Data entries

::::

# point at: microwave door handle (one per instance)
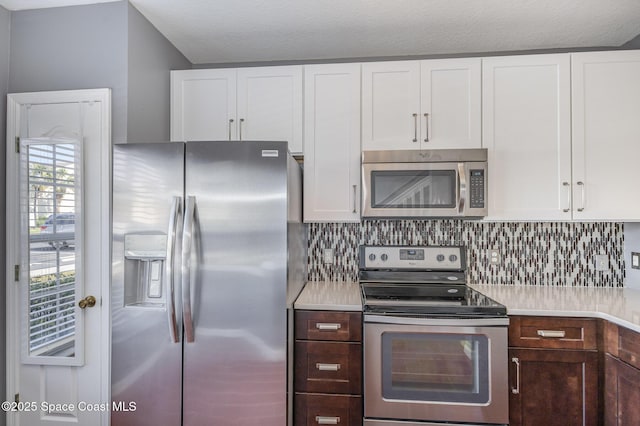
(462, 187)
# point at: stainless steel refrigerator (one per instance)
(209, 252)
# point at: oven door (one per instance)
(452, 370)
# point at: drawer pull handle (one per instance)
(327, 367)
(323, 420)
(325, 326)
(551, 333)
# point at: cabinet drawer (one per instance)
(314, 410)
(552, 332)
(328, 367)
(326, 325)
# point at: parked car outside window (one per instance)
(61, 223)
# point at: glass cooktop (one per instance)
(430, 299)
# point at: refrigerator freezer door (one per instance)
(235, 369)
(146, 357)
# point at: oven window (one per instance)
(435, 367)
(413, 189)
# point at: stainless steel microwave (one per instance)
(440, 183)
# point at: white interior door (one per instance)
(58, 198)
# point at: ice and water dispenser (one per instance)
(145, 256)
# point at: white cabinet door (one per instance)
(391, 105)
(526, 129)
(450, 103)
(332, 143)
(270, 105)
(203, 105)
(606, 135)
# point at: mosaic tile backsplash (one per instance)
(545, 254)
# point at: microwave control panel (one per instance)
(476, 196)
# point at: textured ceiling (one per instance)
(233, 31)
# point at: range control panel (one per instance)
(409, 257)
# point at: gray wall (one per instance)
(79, 47)
(634, 43)
(631, 244)
(5, 21)
(151, 56)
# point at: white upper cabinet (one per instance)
(606, 135)
(527, 131)
(270, 105)
(203, 105)
(430, 104)
(390, 105)
(332, 143)
(261, 103)
(450, 103)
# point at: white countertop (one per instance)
(330, 296)
(618, 305)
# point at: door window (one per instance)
(435, 367)
(50, 184)
(413, 189)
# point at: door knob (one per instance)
(87, 302)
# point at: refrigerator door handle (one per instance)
(187, 242)
(169, 261)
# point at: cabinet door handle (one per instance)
(558, 334)
(323, 420)
(327, 367)
(426, 121)
(327, 326)
(581, 185)
(516, 390)
(355, 196)
(566, 185)
(230, 124)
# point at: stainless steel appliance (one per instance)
(202, 291)
(435, 350)
(425, 183)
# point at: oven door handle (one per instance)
(455, 322)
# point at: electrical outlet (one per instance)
(602, 262)
(494, 257)
(327, 256)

::::

### Aim of the task
Beginning at the line containing "# point at: stainless steel microwave", repeat each line exactly through the last line of the entries, and include no other lines.

### Correct answer
# point at: stainless steel microwave (one per instance)
(440, 183)
# point at: white interior door (one per instance)
(58, 198)
# point at: ice and water dispenser (one per instance)
(145, 256)
# point at: white cabinet door (one per instance)
(391, 105)
(526, 129)
(450, 103)
(332, 143)
(270, 105)
(203, 105)
(606, 135)
# point at: mosaic tile backsplash (one per instance)
(545, 254)
# point at: microwave control panel (one per instance)
(476, 196)
# point at: textured ceiling (one per instance)
(233, 31)
# point at: range control panel (one per instance)
(409, 257)
# point at: gray wall (one per instance)
(79, 47)
(634, 43)
(631, 244)
(5, 21)
(151, 56)
# point at: white upper cabinet (one per instance)
(606, 135)
(527, 131)
(270, 105)
(203, 105)
(430, 104)
(390, 105)
(332, 143)
(261, 103)
(450, 103)
# point at: white countertop (one per instance)
(330, 296)
(618, 305)
# point at: door window (one per instance)
(435, 367)
(50, 184)
(413, 189)
# point at: door knob (one per instance)
(87, 302)
# point at: refrigerator door handle (one per instance)
(187, 242)
(169, 261)
# point at: cabinet door handle (one per instance)
(558, 334)
(323, 420)
(327, 367)
(426, 121)
(327, 326)
(581, 185)
(516, 390)
(355, 196)
(566, 185)
(230, 124)
# point at: stainless steel appliance (one per instance)
(202, 291)
(435, 350)
(425, 183)
# point at: oven door handle (one per instance)
(455, 322)
# point at: electrical outlet (one per instance)
(602, 262)
(494, 257)
(327, 256)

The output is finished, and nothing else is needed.